--- start ---

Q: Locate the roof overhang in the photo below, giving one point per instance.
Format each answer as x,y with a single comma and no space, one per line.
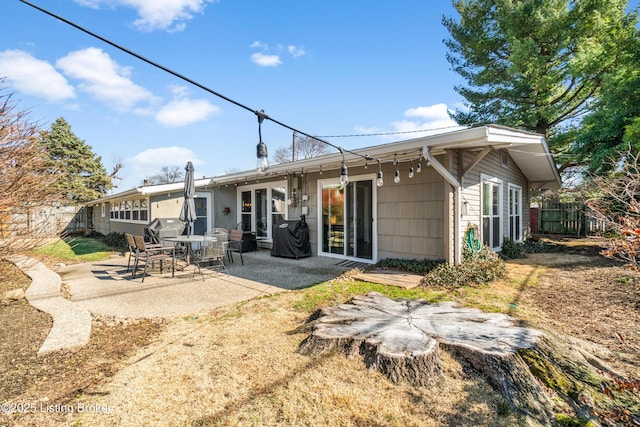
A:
150,190
528,150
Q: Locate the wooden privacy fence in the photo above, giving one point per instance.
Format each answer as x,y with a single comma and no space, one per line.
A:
556,217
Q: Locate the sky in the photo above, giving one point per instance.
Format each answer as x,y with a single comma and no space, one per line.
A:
326,68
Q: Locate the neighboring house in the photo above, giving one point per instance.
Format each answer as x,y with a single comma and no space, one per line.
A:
477,177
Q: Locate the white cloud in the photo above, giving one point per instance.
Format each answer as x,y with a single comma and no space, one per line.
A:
168,15
184,112
432,119
296,51
149,162
264,60
103,78
34,77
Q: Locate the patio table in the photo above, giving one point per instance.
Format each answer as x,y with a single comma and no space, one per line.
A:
189,240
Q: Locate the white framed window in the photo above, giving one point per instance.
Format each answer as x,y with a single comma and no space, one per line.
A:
515,212
261,206
492,231
131,210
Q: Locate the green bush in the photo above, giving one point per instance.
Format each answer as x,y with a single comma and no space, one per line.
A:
409,265
532,246
477,269
512,250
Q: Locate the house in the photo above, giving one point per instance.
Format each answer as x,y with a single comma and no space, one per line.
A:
433,188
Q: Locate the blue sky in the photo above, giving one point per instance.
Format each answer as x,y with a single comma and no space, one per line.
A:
330,67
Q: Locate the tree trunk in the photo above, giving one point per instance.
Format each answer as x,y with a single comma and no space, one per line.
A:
402,338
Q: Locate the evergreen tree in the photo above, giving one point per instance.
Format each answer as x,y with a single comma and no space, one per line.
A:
534,64
613,128
85,178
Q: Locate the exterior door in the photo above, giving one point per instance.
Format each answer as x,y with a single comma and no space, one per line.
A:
347,219
203,220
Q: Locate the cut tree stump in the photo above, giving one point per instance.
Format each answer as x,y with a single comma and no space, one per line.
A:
401,338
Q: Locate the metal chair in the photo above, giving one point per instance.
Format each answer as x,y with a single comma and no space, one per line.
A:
132,249
151,253
235,244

--- end ---

Reproduce only the lines from the one containing "Q: Locate the tree" through the end of the material, keeping every line including those that aren't answers, but multiply each coordinate in the answers by 1.55 and round to whole numbers, with halves rounded up.

## EXERCISE OUTPUT:
Q: Locate the tree trunk in the photo above, giving one point per instance.
Format each answer as x,y with a single comma and no space, one per line.
A:
623,524
Q: Locate the evergreen tree in the photo above, giving one point per instance.
Format each answer as x,y with a single comma and no space, one per line.
A:
828,99
950,198
132,276
Q: Locate the exterior door in the photo above, giving one point per instance.
Format each answer as x,y with a single comma and no space, one per line.
A:
538,339
315,341
Q: Locate the cut tree stump in the photo above, giving one point per instance.
Format each answer as x,y with a single comma and no space, one per line.
A:
622,524
Q: Locate the metal chair in the photo above, giving one point per instance.
Format each answer as x,y with a single comma and no space, one per line.
A:
205,386
234,392
364,378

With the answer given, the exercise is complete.